**TASK DETAILS**
Repeat every record below exactly, omitting any pictures.

**RECORDS TO USE**
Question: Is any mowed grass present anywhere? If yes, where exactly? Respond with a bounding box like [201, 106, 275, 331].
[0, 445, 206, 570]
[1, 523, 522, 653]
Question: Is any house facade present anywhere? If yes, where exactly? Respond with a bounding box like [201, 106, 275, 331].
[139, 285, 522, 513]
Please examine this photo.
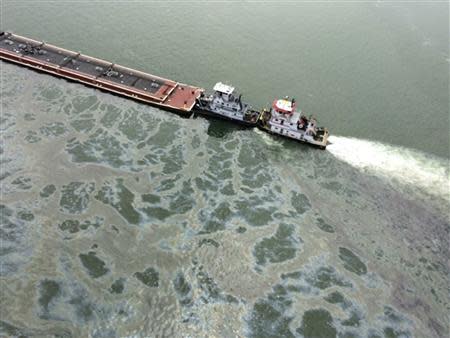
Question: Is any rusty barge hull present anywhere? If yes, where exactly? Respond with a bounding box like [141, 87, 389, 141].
[0, 32, 203, 115]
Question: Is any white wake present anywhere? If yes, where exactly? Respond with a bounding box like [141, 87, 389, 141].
[327, 136, 449, 200]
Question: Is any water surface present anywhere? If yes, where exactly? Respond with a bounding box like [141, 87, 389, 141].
[1, 1, 449, 337]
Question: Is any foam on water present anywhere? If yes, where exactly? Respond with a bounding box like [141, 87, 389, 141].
[327, 135, 449, 201]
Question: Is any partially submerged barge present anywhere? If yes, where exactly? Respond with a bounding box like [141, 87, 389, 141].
[0, 32, 203, 114]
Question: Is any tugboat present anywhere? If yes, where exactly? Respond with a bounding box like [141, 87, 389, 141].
[194, 82, 261, 126]
[258, 97, 329, 149]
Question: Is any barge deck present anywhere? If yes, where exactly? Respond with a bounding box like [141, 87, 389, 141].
[0, 32, 203, 114]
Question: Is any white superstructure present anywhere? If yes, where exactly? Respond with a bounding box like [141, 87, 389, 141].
[213, 82, 235, 96]
[260, 96, 329, 149]
[195, 82, 260, 125]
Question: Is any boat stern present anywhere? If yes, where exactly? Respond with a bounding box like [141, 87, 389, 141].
[314, 127, 329, 149]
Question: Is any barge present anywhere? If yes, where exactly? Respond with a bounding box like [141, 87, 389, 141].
[0, 32, 203, 115]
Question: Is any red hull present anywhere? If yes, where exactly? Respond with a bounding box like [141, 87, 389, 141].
[0, 32, 203, 114]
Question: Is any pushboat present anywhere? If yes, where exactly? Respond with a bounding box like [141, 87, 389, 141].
[258, 97, 329, 149]
[194, 82, 260, 127]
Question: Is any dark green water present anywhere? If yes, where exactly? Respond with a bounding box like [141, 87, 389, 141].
[1, 1, 449, 337]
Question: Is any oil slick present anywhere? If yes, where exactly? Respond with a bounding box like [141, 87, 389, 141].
[0, 63, 448, 337]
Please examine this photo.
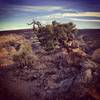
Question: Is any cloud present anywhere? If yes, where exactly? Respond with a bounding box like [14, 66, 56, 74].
[15, 5, 63, 12]
[1, 4, 100, 30]
[0, 4, 64, 12]
[44, 12, 100, 19]
[63, 12, 100, 17]
[70, 18, 100, 22]
[36, 12, 100, 23]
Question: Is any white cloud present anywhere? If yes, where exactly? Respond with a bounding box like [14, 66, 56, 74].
[63, 12, 100, 17]
[70, 18, 100, 22]
[2, 5, 63, 12]
[44, 12, 100, 18]
[36, 12, 100, 23]
[18, 6, 63, 12]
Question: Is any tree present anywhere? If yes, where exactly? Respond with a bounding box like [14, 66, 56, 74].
[36, 21, 78, 51]
[65, 22, 78, 41]
[27, 19, 42, 32]
[52, 20, 59, 26]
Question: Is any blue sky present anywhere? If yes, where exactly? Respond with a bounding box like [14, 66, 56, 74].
[0, 0, 100, 30]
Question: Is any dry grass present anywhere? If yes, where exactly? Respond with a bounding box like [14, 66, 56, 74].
[0, 34, 32, 68]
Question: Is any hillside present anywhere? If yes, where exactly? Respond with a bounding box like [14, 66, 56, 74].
[0, 22, 100, 100]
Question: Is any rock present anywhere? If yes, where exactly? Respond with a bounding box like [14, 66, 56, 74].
[24, 66, 28, 69]
[58, 78, 74, 92]
[80, 59, 98, 69]
[92, 48, 100, 64]
[84, 69, 92, 81]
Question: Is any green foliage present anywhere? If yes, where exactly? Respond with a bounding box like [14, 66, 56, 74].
[37, 21, 78, 51]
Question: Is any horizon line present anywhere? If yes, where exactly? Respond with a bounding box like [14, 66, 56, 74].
[0, 28, 100, 32]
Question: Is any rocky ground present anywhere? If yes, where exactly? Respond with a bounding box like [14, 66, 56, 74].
[0, 29, 100, 100]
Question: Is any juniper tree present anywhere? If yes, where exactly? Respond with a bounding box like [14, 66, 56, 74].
[36, 21, 78, 51]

**RESULT OF THIS TASK**
Question: Is any mowed grass present anywhere? If yes, where exactly? Respond with a bounding box like [201, 106, 275, 331].
[0, 445, 206, 570]
[1, 523, 522, 653]
Question: Is any house facade present anywhere? If yes, where exactly? Respond with a bounding box like [201, 106, 275, 331].
[139, 285, 522, 513]
Please examine this photo.
Question: Is any rusty barge hull present anywhere? If yes, where exactly? Respond with a bounding box like [141, 87, 389, 141].
[0, 32, 203, 115]
Question: Is any white wake present anywhere? If yes, where exactly? Respond with a bounding box like [141, 87, 389, 141].
[327, 136, 449, 200]
Question: Is any water surface present anywhere? If yes, where exactly? Respond with a bounding box like [141, 87, 389, 141].
[1, 1, 449, 337]
Question: Is any foam on water present anywhere? If yes, where exactly? Respond with a bounding box like [141, 87, 389, 141].
[327, 135, 449, 201]
Question: Is any partially submerged barge present anywhere? If yes, where exactly? Respond with a bounding box like [141, 87, 389, 141].
[0, 32, 203, 114]
Question: Is any tugboat present anywhere? If yes, where exactly? Respond with a bounding box like [141, 87, 389, 141].
[194, 82, 261, 126]
[258, 97, 329, 149]
Question: Is any barge deck present anywhere? If yes, where exactly? Respond with a bounding box like [141, 87, 389, 141].
[0, 32, 203, 114]
Question: Is any white superstructure present anywhere? If yes, where exactly? Respond with a bounding box like [141, 87, 389, 141].
[213, 82, 235, 96]
[260, 96, 329, 149]
[195, 82, 260, 125]
Question: Is any boat stern present anywhere? If yes, where exactly? Respond with a bounding box like [141, 87, 389, 141].
[314, 127, 329, 149]
Question: Is any barge present anywhere? If yes, where exactly? Respond with a bounding box like [141, 87, 389, 141].
[0, 32, 203, 115]
Question: Is any red hull present anywhere? If yes, where exactly? Respond with a bounding box like [141, 87, 389, 141].
[0, 32, 203, 114]
Question: Is any pushboat present anywhere? If yes, where exactly? Respond with a bounding box like [141, 87, 389, 141].
[258, 97, 329, 149]
[194, 82, 260, 127]
Question: Is any dark green water present anywhere? If yes, where exactly? Respond with a bounding box like [141, 87, 389, 141].
[1, 1, 449, 337]
Question: Is any oil slick present anywhere? If yes, where exactly? Respond with a bounding box like [141, 87, 389, 141].
[0, 63, 448, 337]
Please examine this photo.
Question: Is any cloud present anywhere? If yes, where exactly? Respond with a bounding box like [14, 66, 56, 74].
[15, 5, 63, 12]
[1, 4, 100, 30]
[0, 4, 64, 12]
[44, 12, 100, 19]
[63, 12, 100, 17]
[70, 18, 100, 22]
[36, 12, 100, 23]
Question: Is any white cloud present anywhere? If yes, where exactly? Respond with a bounding box like [14, 66, 56, 74].
[63, 12, 100, 17]
[70, 18, 100, 22]
[2, 5, 63, 12]
[44, 12, 100, 18]
[36, 12, 100, 23]
[18, 6, 63, 12]
Question: Is any tree present anywhere? If yes, where exactly? Respond with a bounding box like [14, 66, 56, 74].
[36, 21, 78, 51]
[65, 22, 78, 41]
[27, 19, 42, 32]
[52, 20, 59, 26]
Question: Is any blue sky present anywhere? If yes, where exactly? Respond with a bounding box like [14, 66, 56, 74].
[0, 0, 100, 30]
Question: Is any dry grass present anywhere? If yes, where exactly? Respond with a bounding box like [14, 66, 56, 74].
[0, 34, 32, 68]
Question: Is any hillside present anywhere? If yes, where exactly? Respond with a bounding box like [14, 66, 56, 74].
[0, 22, 100, 100]
Question: Is any rock present anywhere? If yes, where exactly? Respond with a bounding box like [14, 66, 56, 74].
[24, 66, 28, 69]
[58, 78, 74, 92]
[80, 59, 98, 69]
[92, 48, 100, 64]
[84, 69, 92, 81]
Question: Is any green foliage present anywhere? If yes, where exactly? Respond with a bounding box like [14, 66, 56, 74].
[37, 21, 78, 51]
Question: Is any horizon line present anywhere? If yes, where exactly? Respond with a bounding box like [14, 66, 56, 74].
[0, 28, 100, 32]
Question: Is any rocky ground present anywhere? If yes, where exactly? Respond with a bounding box like [14, 66, 56, 74].
[0, 29, 100, 100]
Question: Is any juniper tree present anywhere? If yes, where exactly? Respond with a bounding box like [14, 66, 56, 74].
[36, 21, 78, 51]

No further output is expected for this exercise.